WHAT IS NEEDED:
Word for word, transcribe the lines from the one containing "Target: concrete floor" through the end of the entries, both included, and nothing else.

Segment Open

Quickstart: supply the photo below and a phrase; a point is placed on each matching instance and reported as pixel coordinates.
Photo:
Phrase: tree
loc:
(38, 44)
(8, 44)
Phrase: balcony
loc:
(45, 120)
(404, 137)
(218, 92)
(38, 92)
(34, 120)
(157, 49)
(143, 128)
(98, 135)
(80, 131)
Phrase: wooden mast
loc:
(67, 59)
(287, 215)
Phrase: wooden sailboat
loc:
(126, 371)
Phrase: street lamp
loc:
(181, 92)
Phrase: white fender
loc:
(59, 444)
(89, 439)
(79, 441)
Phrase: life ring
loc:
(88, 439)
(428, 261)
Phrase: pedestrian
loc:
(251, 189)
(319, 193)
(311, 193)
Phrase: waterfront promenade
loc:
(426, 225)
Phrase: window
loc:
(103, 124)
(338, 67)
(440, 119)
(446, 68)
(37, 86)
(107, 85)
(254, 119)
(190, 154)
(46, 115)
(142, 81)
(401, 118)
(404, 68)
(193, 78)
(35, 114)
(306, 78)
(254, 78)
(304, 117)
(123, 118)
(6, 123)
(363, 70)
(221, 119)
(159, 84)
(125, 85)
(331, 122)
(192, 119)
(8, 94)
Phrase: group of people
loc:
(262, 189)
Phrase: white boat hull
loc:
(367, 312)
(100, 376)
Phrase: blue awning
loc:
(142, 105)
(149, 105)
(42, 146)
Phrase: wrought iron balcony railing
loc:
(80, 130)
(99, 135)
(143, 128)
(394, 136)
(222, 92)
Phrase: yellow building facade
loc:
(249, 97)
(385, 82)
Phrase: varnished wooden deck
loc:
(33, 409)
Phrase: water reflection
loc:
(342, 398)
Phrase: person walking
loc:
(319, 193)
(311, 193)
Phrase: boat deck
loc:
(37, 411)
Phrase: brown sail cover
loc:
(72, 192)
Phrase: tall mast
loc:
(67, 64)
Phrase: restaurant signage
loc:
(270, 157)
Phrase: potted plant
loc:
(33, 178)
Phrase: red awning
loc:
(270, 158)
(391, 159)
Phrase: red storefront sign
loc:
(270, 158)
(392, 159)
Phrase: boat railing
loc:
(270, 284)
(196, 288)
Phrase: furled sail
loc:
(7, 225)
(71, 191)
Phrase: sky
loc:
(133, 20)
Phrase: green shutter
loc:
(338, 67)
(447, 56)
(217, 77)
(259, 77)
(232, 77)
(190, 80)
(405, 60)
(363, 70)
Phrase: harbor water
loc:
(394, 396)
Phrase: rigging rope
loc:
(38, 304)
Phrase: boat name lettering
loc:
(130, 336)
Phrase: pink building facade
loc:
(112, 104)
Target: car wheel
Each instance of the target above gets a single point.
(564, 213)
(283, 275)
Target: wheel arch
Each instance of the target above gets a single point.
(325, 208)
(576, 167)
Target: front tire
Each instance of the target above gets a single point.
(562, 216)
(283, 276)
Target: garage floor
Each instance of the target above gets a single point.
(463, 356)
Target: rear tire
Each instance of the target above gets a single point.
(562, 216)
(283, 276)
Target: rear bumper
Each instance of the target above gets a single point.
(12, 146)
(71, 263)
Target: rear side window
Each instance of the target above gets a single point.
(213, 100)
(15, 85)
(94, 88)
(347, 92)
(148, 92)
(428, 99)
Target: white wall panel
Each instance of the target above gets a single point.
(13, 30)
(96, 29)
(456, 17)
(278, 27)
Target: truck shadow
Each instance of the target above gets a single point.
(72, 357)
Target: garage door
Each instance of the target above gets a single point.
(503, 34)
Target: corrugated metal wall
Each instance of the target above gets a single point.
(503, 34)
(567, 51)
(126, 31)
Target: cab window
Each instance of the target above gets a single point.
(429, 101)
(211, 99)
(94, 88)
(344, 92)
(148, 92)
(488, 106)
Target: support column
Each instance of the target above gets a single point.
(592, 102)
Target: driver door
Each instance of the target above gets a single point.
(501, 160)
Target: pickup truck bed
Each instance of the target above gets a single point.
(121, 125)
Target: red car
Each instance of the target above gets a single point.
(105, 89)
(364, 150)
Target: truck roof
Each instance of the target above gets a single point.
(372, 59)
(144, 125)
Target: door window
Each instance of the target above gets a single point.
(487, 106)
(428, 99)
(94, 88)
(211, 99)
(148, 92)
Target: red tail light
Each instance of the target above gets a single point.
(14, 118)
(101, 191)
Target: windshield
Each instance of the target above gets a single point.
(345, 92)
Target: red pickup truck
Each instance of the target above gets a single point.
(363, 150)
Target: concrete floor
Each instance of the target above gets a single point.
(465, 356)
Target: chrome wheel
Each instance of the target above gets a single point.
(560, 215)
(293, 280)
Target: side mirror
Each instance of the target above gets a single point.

Segment Closed

WRITTEN RESPONSE:
Target: concrete floor
Each instance of the target above gets a single point.
(465, 356)
Target: chrome wheel
Each instance of the target above gets a single point.
(560, 215)
(293, 280)
Target: side mirror
Each instance of the target above gets a single point.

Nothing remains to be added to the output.